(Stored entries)
————

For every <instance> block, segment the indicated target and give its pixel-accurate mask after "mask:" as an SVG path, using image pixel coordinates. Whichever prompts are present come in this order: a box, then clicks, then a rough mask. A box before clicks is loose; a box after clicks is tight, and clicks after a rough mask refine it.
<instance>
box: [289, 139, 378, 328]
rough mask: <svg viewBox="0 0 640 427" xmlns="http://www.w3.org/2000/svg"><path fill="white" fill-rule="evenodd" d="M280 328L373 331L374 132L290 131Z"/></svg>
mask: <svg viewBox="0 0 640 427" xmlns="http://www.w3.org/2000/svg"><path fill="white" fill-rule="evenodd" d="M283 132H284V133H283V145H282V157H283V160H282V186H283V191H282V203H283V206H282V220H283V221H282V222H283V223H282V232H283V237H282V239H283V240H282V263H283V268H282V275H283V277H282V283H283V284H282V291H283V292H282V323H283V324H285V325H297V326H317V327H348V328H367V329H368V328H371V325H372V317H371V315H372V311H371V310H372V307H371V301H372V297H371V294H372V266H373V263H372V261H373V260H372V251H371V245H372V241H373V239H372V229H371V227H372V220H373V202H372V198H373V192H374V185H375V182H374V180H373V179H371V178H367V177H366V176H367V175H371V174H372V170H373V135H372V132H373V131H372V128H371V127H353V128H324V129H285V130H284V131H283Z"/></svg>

————

Work instructions: Copy every entry above verbatim, line for line, with nothing altered.

Solution:
For every <instance> block, segment the indicated target and give its pixel-accurate mask after "mask:" as an SVG path, using image pixel coordinates. Whichever prompts are present come in this order: a box, then clicks, then a rough mask. A box before clicks is loose; a box after clicks is tight, and clicks after a rough mask refine it.
<instance>
box: [289, 139, 378, 328]
rough mask: <svg viewBox="0 0 640 427" xmlns="http://www.w3.org/2000/svg"><path fill="white" fill-rule="evenodd" d="M280 328L373 331L374 132L290 131Z"/></svg>
mask: <svg viewBox="0 0 640 427" xmlns="http://www.w3.org/2000/svg"><path fill="white" fill-rule="evenodd" d="M283 132H284V133H283V145H282V157H283V160H282V186H283V191H282V203H283V206H282V220H283V221H282V222H283V223H282V232H283V237H282V239H283V240H282V263H283V268H282V275H283V277H282V283H283V284H282V291H283V292H282V323H283V324H285V325H297V326H317V327H348V328H367V329H368V328H371V325H372V317H371V315H372V311H371V310H372V307H371V301H372V297H371V294H372V266H373V263H372V261H373V260H372V251H371V245H372V241H373V239H372V229H371V227H372V220H373V202H372V198H373V192H374V185H375V182H374V180H373V179H371V178H367V177H366V176H367V175H371V174H372V170H373V135H372V132H373V131H372V128H371V127H353V128H324V129H285V130H284V131H283Z"/></svg>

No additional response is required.